▶ **Your objective**
From the records below, copy out each line containing the string "white". Case counts.

▶ **Material for the task**
━━━━━━━━━━
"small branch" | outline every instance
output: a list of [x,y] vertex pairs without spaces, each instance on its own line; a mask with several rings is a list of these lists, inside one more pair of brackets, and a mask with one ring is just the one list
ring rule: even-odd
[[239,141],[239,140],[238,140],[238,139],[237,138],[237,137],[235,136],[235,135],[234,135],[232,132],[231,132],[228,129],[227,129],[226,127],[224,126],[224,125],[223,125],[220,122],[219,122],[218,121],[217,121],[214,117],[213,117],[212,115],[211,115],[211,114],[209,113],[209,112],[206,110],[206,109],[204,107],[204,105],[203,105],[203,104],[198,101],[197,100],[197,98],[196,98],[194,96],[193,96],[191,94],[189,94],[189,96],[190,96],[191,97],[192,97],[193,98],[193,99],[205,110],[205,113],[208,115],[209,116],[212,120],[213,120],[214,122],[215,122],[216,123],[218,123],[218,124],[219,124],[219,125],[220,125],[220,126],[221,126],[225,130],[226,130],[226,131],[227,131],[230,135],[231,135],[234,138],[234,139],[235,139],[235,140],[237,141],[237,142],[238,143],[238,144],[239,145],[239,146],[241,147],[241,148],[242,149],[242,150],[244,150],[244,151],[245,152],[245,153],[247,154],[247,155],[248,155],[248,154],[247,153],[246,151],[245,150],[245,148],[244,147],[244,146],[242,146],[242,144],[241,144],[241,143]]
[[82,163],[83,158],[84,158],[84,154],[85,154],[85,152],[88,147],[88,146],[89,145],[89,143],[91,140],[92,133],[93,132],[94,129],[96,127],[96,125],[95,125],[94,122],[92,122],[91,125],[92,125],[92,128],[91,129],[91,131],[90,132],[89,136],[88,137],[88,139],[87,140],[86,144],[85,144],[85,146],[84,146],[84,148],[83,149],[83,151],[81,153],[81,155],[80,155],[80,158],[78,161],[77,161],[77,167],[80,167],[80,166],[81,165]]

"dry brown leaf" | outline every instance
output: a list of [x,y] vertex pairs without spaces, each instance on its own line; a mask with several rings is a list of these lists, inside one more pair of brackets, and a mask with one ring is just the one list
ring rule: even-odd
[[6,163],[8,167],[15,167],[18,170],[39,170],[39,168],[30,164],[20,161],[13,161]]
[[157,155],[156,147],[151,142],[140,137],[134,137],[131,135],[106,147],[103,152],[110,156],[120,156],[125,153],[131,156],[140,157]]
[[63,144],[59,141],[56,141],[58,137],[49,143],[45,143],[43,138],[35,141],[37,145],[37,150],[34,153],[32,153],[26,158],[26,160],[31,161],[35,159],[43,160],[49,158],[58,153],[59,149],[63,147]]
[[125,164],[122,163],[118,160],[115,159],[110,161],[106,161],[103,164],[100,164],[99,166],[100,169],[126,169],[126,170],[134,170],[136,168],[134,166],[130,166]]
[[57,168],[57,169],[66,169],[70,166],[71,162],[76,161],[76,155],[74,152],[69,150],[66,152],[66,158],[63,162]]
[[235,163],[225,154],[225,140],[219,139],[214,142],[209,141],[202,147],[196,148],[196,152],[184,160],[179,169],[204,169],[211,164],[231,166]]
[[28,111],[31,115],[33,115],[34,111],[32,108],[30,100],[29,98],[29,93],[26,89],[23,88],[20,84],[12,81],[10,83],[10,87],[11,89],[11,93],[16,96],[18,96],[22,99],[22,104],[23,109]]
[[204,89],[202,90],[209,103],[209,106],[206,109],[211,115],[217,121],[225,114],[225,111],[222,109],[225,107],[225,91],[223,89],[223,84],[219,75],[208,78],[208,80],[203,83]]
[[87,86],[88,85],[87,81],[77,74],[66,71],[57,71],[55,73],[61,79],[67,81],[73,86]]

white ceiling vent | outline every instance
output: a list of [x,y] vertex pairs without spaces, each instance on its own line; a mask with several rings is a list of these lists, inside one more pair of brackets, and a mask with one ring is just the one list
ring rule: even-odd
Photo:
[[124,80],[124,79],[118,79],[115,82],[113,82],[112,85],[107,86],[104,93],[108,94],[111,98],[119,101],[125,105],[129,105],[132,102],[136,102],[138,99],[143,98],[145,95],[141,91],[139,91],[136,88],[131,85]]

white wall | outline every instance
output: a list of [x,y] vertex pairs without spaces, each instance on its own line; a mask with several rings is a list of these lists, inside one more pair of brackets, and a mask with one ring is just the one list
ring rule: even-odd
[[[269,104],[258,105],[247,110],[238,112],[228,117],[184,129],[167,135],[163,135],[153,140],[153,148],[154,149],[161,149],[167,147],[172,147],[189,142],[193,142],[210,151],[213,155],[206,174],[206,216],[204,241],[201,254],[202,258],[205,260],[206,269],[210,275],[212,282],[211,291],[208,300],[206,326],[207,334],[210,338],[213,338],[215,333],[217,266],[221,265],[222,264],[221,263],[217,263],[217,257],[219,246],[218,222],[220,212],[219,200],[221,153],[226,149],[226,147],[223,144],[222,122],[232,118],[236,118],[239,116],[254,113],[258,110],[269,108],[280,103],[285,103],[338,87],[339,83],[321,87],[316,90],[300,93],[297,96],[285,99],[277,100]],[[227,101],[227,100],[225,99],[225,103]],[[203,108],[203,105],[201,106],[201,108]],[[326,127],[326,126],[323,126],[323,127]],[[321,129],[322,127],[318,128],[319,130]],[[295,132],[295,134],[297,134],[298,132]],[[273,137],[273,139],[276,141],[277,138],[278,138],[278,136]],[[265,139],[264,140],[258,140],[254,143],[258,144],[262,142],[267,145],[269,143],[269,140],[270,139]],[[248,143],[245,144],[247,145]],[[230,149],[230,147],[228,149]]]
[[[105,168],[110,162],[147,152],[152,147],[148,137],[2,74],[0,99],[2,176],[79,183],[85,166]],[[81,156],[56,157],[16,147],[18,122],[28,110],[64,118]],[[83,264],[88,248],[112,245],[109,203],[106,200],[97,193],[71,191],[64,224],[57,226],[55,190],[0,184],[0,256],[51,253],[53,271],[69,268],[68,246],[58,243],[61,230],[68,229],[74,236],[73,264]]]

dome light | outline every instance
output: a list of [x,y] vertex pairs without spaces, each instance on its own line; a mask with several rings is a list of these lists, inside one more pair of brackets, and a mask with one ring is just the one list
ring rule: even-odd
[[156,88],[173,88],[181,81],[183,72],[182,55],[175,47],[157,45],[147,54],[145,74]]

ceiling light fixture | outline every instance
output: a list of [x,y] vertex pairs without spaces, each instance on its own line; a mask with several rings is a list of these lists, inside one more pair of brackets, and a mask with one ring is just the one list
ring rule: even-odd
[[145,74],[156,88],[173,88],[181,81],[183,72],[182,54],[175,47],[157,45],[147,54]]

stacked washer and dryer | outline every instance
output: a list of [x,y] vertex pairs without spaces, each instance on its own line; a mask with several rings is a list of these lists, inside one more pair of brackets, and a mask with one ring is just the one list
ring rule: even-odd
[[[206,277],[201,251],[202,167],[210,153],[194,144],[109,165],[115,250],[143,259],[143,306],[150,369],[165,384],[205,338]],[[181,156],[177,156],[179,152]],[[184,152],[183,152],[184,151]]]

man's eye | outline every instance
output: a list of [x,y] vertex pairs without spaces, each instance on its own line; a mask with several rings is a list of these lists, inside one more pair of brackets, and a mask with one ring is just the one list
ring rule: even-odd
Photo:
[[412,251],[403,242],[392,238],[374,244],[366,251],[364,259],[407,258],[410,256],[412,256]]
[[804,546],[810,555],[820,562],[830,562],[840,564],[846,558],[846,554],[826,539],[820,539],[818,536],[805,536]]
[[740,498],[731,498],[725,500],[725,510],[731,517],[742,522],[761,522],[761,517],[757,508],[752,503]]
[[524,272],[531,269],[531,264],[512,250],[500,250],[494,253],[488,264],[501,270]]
━━━━━━━━━━
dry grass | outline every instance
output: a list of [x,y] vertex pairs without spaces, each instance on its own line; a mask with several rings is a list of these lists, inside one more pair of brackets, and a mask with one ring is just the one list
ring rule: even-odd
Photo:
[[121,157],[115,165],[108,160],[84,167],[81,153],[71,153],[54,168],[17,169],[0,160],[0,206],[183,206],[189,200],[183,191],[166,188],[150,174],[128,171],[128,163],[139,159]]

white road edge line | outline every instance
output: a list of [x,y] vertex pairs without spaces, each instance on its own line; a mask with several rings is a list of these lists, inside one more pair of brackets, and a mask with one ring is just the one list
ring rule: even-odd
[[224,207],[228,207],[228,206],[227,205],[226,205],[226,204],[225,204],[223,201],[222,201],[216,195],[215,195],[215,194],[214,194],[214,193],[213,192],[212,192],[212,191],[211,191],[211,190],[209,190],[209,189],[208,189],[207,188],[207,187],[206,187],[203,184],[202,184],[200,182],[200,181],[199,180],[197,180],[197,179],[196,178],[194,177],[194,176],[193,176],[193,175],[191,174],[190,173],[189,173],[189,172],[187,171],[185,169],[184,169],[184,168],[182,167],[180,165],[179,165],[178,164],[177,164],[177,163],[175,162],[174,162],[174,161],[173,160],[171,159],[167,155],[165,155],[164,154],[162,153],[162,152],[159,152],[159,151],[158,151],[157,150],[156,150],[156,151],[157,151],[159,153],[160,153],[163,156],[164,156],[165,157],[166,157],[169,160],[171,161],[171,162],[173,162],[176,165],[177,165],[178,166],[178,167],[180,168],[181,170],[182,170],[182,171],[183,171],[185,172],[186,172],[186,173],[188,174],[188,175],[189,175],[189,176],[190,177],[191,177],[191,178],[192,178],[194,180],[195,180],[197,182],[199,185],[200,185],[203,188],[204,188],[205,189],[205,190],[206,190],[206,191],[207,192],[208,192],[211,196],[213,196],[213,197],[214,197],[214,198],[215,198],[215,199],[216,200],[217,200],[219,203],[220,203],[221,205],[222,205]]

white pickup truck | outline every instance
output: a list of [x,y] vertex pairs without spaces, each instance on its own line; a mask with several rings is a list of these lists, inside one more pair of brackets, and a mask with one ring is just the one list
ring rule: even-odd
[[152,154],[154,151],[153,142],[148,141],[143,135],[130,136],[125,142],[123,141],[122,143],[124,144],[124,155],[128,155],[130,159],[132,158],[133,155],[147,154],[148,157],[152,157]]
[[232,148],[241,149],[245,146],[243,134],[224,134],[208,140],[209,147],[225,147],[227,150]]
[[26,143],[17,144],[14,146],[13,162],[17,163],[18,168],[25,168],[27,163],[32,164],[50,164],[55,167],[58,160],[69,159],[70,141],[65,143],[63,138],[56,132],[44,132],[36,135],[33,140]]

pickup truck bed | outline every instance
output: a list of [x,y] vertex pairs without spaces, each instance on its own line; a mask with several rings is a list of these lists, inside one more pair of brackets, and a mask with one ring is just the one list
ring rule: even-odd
━━━━━━━━━━
▶ **The response**
white ceiling vent | outline every instance
white wall | outline every instance
white road edge line | outline every instance
white pickup truck | outline every instance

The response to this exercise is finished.